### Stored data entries
┄┄┄┄┄┄┄┄┄┄
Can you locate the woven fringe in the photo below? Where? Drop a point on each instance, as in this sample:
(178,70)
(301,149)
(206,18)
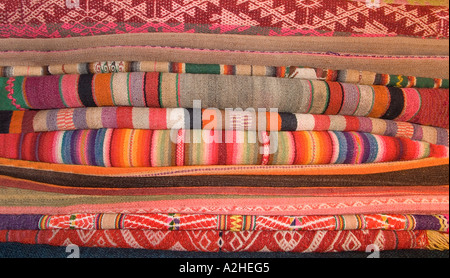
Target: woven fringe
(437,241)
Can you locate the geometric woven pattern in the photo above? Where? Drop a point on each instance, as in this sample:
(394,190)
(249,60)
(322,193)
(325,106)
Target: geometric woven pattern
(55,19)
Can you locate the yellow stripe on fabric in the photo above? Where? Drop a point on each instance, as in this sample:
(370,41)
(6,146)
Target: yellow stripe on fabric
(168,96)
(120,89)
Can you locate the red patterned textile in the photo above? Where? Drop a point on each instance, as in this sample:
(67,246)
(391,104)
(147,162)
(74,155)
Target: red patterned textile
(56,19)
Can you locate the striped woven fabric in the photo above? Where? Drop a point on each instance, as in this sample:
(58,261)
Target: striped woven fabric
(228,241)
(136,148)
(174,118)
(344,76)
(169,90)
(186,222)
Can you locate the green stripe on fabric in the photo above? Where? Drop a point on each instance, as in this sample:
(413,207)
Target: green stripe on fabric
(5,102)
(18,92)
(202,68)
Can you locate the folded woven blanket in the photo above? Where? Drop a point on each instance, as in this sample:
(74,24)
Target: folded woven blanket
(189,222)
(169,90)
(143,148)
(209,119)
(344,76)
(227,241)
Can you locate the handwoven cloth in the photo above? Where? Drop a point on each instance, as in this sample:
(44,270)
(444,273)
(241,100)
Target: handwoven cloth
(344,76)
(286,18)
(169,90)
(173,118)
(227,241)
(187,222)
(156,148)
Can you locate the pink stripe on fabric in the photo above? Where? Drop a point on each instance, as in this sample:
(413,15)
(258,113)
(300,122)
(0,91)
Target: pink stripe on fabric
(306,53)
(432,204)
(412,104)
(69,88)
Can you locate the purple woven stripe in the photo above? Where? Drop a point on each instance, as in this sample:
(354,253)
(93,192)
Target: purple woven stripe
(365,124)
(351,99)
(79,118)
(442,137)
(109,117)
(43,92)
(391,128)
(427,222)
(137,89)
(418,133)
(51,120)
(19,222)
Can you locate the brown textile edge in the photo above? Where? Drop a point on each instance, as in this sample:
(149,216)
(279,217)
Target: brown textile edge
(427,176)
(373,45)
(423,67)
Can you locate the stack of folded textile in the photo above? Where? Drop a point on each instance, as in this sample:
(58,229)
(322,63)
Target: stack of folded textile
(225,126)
┄┄┄┄┄┄┄┄┄┄
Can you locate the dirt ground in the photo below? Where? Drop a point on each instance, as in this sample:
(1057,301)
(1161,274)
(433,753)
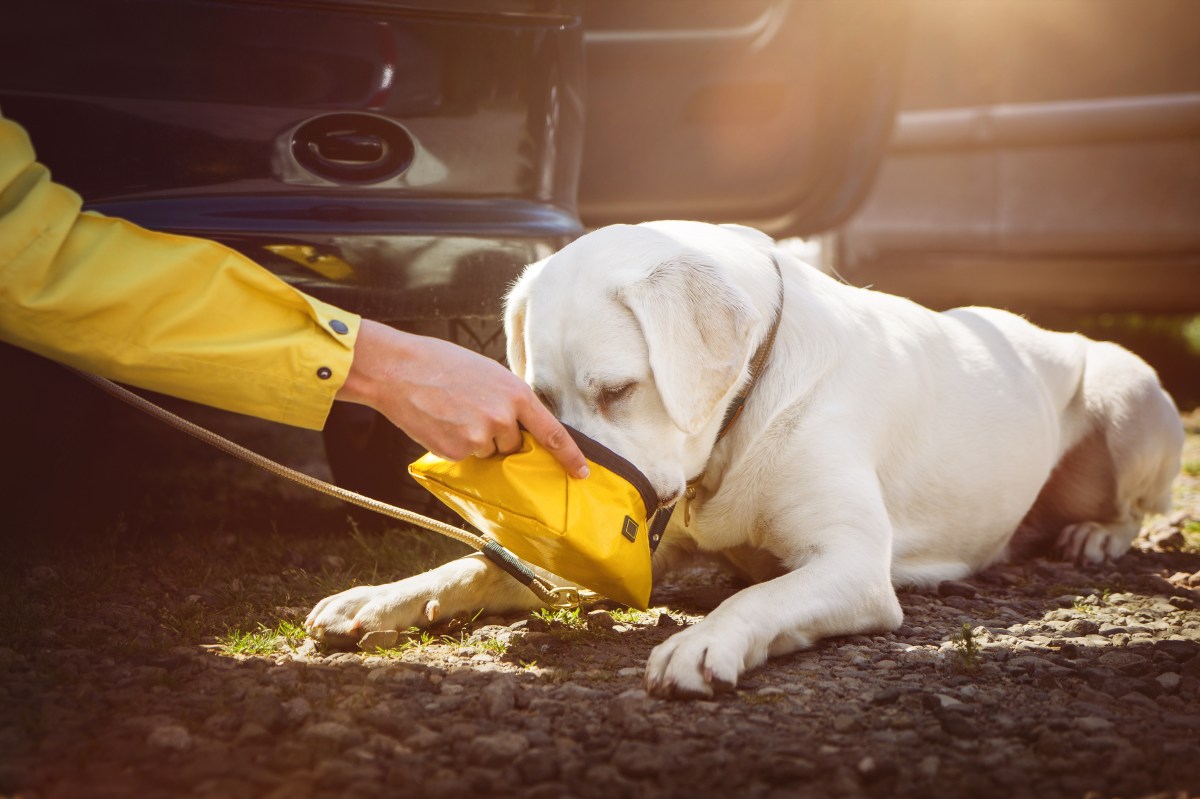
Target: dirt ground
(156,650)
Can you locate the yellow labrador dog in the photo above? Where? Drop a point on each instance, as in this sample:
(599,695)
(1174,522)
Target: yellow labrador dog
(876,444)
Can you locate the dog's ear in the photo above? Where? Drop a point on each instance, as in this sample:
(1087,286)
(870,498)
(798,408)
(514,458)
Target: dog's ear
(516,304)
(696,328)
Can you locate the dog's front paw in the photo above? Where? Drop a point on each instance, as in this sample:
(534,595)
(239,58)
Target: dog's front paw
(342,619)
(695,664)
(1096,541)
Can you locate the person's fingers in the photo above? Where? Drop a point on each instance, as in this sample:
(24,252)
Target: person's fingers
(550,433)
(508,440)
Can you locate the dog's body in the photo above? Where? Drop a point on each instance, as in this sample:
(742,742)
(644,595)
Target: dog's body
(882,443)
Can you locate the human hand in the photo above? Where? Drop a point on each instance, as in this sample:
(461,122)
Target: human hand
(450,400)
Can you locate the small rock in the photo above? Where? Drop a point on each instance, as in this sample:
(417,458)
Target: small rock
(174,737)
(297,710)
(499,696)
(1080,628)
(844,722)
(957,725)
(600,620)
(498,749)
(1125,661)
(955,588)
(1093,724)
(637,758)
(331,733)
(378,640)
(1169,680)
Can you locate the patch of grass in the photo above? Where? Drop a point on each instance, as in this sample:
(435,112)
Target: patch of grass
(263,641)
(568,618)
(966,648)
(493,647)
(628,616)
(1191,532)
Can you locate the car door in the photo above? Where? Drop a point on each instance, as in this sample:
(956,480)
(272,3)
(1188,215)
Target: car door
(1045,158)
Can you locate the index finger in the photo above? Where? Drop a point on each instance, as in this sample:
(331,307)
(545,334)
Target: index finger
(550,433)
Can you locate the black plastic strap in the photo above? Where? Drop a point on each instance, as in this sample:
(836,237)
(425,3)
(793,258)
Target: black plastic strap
┄┄┄┄┄┄┄┄┄┄
### Work order
Filter the entries above down to the lines that hold the word "below", and copy those lines.

### Task solution
Can you locate the woven fringe in the photo below? Where? Drop a point on each instance, as in this sample:
Can you locate the dirt ground in the photo below? Where? Drop a point on each instance, as in this sample:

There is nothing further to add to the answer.